## Written task
Reproduce every one of the records below line for line, leaving out the pictures.
───
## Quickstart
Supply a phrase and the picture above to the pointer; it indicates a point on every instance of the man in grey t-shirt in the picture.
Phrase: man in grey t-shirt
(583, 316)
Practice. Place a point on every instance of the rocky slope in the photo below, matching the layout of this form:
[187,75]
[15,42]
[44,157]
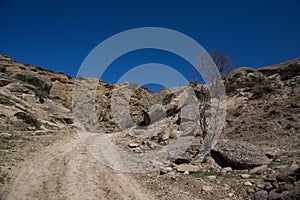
───
## Complete response
## Quickstart
Supply a phrase and the picture above to the pointer; it indicates a point on every instance of the man in grey t-shirt in the picture.
Phrase: man in grey t-shirt
(583, 316)
Practice. Place a point on every instance of the rocky slope in the photo below, matching the layout of this form:
[187,75]
[15,42]
[44,157]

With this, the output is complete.